By Dr Samar Verma*
Global South Needs India’s Smart MC14 Strategy
As the World Trade Organization’s 14th Ministerial Conference approaches, the central question is no longer whether the multilateral trading system is under stress. That is already evident. The more consequential question is whether the WTO’s Ministerial Conference (MC14), to be held between March 26–29, 2026 in Yaoundé, Cameroon, can still restore confidence that the system remains capable of serving development, especially for the Global South.
The World Trade and Development Report 2026, published by Research and Information System for Developing Countries (RIS), frames the moment as one in which the “already significant and rapidly expanding stake of the Global South” in trade and trade rules can no longer be treated as peripheral to WTO reform. The Consumer Unity & Trust Society (CUTS) compilation of articles by eminent experts on trade policy, published since September, 2025 under the tag line ‘TradeOff, prepared in the run-up to MC14, makes a complementary point: India’s choices will matter not only for its own trade future, but for the credibility of a more inclusive WTO.

*SOURCE MATERIAL*:

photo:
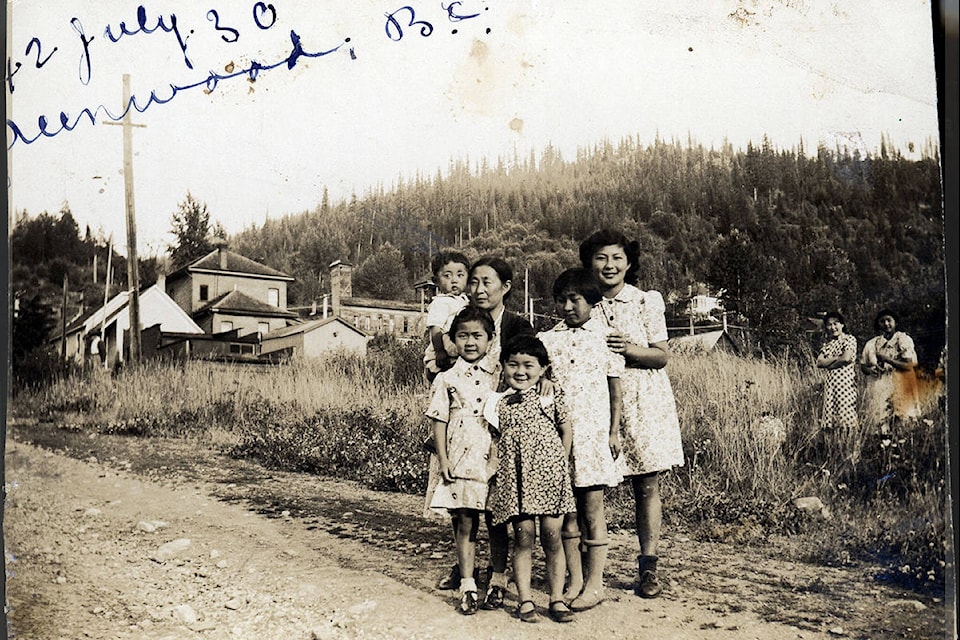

*TASKS TO CARRY OUT*:
[1] Rewrite the part of the MC14 article that begins at the words "The World Trade and" and stops after "more inclusive WTO.", replacing "peripheral" with "marginal".
[2] Answer these questions on the MC14 article:
(a) Where and on what dates is MC14 to be held?
(b) Which organization published the World Trade and Development Report 2026?
(c) Since when has the CUTS compilation of articles been published?

*EXERCISE RESULTS*:
[1]
The World Trade and Development Report 2026, published by Research and Information System for Developing Countries (RIS), frames the moment as one in which the “already significant and rapidly expanding stake of the Global South” in trade and trade rules can no longer be treated as marginal to WTO reform. The Consumer Unity & Trust Society (CUTS) compilation of articles by eminent experts on trade policy, published since September, 2025 under the tag line ‘TradeOff, prepared in the run-up to MC14, makes a complementary point: India’s choices will matter not only for its own trade future, but for the credibility of a more inclusive WTO.

[2]
(a) In Yaoundé, Cameroon, March 26–29, 2026.
(b) Research and Information System for Developing Countries (RIS).
(c) Since September 2025.